■ ACTIVITY: A single number is the answer here: the count of lines in the data below that include the word "boundary".

** Opening GIVEN DATA block **

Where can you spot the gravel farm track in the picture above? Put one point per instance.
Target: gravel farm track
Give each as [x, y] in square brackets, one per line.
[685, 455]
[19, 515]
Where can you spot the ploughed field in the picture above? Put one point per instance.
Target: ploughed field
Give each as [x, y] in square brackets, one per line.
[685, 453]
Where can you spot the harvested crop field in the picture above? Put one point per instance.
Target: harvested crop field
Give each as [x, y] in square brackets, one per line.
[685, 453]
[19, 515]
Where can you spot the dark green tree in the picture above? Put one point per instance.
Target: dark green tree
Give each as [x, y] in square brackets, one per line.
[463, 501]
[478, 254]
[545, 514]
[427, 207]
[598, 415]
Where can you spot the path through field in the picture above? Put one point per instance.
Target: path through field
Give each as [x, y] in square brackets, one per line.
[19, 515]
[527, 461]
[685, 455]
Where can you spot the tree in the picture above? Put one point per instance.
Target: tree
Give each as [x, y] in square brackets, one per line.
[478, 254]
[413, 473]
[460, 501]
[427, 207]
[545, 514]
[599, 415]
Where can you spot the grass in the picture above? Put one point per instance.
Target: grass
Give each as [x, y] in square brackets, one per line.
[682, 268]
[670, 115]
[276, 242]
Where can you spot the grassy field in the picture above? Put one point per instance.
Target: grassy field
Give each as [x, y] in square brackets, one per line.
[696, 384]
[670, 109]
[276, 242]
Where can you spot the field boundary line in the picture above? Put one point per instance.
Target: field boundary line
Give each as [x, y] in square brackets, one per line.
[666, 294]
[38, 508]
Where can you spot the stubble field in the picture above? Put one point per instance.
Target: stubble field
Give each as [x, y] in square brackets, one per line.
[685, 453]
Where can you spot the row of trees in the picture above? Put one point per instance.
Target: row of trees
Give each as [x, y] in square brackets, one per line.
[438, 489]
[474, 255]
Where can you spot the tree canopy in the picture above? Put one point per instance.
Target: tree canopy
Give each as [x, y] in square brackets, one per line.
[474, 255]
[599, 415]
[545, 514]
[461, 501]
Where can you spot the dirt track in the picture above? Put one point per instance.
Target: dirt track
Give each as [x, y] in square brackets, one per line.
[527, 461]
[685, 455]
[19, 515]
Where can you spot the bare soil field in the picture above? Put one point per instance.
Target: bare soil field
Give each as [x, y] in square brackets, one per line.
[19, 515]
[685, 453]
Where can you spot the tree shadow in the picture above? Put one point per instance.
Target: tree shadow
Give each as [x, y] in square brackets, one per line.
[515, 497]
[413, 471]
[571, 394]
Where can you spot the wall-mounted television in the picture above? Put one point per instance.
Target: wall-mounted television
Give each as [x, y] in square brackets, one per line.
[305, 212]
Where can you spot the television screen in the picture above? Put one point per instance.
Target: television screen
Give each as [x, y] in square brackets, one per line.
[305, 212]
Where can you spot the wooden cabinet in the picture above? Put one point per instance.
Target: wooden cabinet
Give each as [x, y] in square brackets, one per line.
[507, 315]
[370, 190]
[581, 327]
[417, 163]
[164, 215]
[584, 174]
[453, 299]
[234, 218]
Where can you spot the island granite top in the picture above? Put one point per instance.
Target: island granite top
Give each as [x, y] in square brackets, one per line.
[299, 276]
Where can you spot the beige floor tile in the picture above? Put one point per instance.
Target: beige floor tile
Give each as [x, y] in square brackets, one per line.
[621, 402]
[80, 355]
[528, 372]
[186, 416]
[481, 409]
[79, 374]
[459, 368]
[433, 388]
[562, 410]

** Closing GIVEN DATA block **

■ ANSWER FOR THIS EXERCISE: 2